* TASK DESCRIPTION *
Repeat word for word everything from the line containing "Each instance of the curb" to the end of the listing, first and last lines included, and only that.

* EXERCISE MATERIALS *
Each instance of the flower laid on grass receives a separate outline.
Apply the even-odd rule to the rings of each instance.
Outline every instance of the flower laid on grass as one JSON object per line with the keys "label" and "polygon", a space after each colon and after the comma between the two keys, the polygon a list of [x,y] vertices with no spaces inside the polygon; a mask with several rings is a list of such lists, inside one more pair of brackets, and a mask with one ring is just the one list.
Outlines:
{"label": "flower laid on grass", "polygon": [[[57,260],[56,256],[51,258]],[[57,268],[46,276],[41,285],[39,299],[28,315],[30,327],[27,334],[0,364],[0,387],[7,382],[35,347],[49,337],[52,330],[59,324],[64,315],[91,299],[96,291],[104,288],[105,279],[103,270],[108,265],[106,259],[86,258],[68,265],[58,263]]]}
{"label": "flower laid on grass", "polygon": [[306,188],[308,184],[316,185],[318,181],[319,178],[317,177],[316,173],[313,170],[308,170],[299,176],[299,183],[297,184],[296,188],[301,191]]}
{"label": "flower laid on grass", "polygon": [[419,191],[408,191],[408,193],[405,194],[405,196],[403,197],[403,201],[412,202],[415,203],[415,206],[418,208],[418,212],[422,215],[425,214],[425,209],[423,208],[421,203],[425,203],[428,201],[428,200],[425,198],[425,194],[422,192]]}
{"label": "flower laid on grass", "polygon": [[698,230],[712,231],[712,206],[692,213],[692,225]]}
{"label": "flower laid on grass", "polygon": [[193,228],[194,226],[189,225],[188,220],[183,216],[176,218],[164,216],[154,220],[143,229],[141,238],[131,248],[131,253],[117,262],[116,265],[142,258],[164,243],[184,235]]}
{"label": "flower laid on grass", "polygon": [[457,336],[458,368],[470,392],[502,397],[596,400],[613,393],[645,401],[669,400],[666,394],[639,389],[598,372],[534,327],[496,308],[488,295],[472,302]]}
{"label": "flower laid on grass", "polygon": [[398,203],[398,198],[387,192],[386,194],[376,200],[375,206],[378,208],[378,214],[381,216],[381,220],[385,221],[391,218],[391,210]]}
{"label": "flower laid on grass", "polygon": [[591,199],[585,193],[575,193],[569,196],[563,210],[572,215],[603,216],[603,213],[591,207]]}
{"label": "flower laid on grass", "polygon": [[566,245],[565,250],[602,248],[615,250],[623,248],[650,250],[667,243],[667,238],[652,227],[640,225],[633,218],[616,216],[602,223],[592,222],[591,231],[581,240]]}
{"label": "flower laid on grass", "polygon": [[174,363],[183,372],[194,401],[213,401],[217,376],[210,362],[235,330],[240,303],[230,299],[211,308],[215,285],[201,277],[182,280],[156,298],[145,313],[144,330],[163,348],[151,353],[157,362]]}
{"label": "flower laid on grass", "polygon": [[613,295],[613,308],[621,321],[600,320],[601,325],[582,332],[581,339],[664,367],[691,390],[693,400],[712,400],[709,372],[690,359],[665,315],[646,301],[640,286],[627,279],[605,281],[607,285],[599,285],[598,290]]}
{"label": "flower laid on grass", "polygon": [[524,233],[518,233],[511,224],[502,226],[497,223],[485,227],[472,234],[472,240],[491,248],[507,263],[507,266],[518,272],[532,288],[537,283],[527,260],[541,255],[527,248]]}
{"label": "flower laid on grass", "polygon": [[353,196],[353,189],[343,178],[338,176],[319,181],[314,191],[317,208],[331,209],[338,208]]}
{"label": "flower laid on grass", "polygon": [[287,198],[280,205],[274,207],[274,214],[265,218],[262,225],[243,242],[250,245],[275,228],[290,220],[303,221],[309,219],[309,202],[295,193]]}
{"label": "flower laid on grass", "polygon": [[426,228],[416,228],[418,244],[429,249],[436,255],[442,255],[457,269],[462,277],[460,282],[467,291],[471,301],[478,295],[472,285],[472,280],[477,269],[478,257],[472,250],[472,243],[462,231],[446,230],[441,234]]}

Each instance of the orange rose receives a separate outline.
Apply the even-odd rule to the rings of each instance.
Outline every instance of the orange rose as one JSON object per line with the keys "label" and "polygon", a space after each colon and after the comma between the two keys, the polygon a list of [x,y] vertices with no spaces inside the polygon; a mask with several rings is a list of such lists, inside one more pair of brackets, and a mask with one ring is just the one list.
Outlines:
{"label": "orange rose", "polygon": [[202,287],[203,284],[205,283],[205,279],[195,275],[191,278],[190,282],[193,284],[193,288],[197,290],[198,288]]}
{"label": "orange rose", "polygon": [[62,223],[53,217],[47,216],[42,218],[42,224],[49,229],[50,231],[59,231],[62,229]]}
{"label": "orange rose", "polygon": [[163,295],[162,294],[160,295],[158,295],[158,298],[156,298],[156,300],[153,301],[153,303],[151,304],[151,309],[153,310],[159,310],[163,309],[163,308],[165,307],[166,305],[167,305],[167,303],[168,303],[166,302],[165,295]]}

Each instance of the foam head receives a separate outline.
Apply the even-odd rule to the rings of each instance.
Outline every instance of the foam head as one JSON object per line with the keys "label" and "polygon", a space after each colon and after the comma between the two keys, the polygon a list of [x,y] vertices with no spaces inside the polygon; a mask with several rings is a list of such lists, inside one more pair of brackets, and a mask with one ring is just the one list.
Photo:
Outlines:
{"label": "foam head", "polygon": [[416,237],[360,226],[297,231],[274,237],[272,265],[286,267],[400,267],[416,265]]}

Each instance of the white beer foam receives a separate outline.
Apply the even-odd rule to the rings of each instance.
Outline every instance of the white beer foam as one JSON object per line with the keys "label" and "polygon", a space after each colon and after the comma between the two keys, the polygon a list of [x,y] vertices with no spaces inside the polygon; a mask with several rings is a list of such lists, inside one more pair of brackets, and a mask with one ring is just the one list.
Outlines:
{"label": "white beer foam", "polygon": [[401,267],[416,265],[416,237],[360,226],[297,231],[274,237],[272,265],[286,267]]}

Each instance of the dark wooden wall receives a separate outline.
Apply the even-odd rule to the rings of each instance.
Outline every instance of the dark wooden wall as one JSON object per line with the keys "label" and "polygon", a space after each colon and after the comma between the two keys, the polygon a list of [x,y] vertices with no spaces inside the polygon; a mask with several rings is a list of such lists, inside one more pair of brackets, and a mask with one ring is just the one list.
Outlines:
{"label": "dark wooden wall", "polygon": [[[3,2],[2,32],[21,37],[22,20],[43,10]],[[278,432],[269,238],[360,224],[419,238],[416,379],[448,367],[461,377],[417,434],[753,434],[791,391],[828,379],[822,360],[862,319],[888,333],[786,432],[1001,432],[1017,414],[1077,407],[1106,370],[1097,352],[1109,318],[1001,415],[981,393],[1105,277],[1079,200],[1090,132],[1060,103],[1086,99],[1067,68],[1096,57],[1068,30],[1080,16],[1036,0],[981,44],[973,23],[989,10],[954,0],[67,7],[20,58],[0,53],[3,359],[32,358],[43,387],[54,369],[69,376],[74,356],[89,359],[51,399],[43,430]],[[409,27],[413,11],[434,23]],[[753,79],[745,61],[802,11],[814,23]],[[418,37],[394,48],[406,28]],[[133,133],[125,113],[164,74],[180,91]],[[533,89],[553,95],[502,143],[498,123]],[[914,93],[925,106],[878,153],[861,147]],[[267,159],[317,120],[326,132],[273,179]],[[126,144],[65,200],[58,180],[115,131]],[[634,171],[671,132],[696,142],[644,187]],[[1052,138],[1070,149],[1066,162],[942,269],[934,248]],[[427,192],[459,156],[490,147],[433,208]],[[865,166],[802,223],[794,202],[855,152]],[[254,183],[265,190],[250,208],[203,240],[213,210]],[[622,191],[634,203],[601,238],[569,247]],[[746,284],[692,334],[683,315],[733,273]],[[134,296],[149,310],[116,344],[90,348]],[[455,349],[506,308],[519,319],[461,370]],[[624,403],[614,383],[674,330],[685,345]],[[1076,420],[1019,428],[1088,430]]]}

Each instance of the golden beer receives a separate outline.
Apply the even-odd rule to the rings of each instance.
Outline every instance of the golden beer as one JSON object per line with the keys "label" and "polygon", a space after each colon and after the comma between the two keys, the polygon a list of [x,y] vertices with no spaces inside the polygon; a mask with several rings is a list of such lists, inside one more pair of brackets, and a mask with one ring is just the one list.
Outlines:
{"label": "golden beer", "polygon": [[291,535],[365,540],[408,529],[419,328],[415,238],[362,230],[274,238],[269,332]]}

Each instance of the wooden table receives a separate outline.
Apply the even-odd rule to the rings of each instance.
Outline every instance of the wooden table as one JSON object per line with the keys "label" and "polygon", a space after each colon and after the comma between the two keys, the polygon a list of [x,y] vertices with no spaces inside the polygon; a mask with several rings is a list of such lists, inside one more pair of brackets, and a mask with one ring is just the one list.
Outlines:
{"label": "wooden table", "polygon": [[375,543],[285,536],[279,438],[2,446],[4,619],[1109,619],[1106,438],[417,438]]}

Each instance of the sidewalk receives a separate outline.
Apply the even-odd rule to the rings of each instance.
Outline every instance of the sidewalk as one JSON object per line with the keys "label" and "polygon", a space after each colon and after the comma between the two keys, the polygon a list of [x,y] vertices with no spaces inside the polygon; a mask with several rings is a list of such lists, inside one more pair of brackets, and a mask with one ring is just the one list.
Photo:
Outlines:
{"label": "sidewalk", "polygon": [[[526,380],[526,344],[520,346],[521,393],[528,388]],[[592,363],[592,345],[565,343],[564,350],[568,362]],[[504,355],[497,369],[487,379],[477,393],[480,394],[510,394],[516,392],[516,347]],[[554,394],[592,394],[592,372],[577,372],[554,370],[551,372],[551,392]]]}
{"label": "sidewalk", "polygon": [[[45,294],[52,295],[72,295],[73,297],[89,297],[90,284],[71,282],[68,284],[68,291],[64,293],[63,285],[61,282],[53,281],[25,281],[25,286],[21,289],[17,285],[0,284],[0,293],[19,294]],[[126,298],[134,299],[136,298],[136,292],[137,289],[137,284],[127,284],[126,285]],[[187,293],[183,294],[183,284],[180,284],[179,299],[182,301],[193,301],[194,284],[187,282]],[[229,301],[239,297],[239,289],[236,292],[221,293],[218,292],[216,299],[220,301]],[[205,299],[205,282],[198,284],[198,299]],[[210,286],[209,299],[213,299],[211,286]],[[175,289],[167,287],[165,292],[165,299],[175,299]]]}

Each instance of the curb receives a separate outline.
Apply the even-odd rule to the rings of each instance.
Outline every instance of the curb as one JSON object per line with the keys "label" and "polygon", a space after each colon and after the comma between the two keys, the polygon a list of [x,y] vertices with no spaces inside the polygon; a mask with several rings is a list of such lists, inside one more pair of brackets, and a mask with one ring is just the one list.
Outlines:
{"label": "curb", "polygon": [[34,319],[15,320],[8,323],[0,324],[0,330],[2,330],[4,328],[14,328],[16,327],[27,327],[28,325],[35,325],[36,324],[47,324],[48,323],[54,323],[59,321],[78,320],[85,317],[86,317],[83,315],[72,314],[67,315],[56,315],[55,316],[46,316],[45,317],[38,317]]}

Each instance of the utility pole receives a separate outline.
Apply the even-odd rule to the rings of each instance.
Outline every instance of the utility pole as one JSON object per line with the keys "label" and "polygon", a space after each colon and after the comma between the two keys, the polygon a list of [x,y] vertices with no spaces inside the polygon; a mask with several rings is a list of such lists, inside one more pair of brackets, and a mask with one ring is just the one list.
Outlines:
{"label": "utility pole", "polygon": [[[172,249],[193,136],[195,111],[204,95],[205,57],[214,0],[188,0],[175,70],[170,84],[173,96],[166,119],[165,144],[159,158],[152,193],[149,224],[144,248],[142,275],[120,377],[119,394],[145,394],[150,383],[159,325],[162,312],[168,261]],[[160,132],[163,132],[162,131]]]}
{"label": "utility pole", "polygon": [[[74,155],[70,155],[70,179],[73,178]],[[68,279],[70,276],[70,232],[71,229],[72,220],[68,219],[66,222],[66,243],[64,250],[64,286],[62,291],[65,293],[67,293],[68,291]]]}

* WRITTEN RESPONSE *
Each instance of the curb receives a separate outline.
Apply the even-odd rule to the rings of each instance.
Outline every instance of the curb as one JSON object per line with the keys "label" and "polygon", a space after each colon and after the comma between the two keys, the polygon a list of [x,y] vertices with no spaces inside the polygon; a mask with several rings is a list of such lists, inside one more pair of brackets, and a mask with one ring is just the one list.
Outlines:
{"label": "curb", "polygon": [[34,319],[15,320],[8,323],[0,324],[0,330],[2,330],[4,328],[14,328],[16,327],[27,327],[28,325],[35,325],[36,324],[47,324],[48,323],[54,323],[59,321],[78,320],[85,317],[86,317],[83,315],[72,314],[67,315],[56,315],[55,316],[46,316],[45,317],[38,317]]}

Each instance of the utility pole receives a separate outline.
Apply the even-odd rule to the rings of each instance.
Outline every instance of the utility pole as one JSON object per line with the keys "label" and "polygon", a space after each colon and after the comma between the two keys, the polygon a list of [x,y] vertices with no spaces inside the polygon; a mask with several rings is a list of such lists, inside one more pair of brackets, and a mask with one ring is just the one list.
Outlines:
{"label": "utility pole", "polygon": [[[172,249],[193,136],[195,111],[204,95],[205,57],[214,0],[188,0],[175,70],[170,84],[173,96],[166,119],[165,144],[159,158],[152,193],[149,224],[144,248],[142,275],[120,377],[119,394],[145,394],[150,383],[159,325],[162,312],[168,261]],[[160,132],[163,132],[162,131]]]}
{"label": "utility pole", "polygon": [[[74,155],[70,155],[70,179],[73,178]],[[68,279],[70,276],[70,232],[71,229],[72,220],[68,219],[66,222],[66,243],[64,250],[64,286],[62,291],[65,293],[67,293],[68,291]]]}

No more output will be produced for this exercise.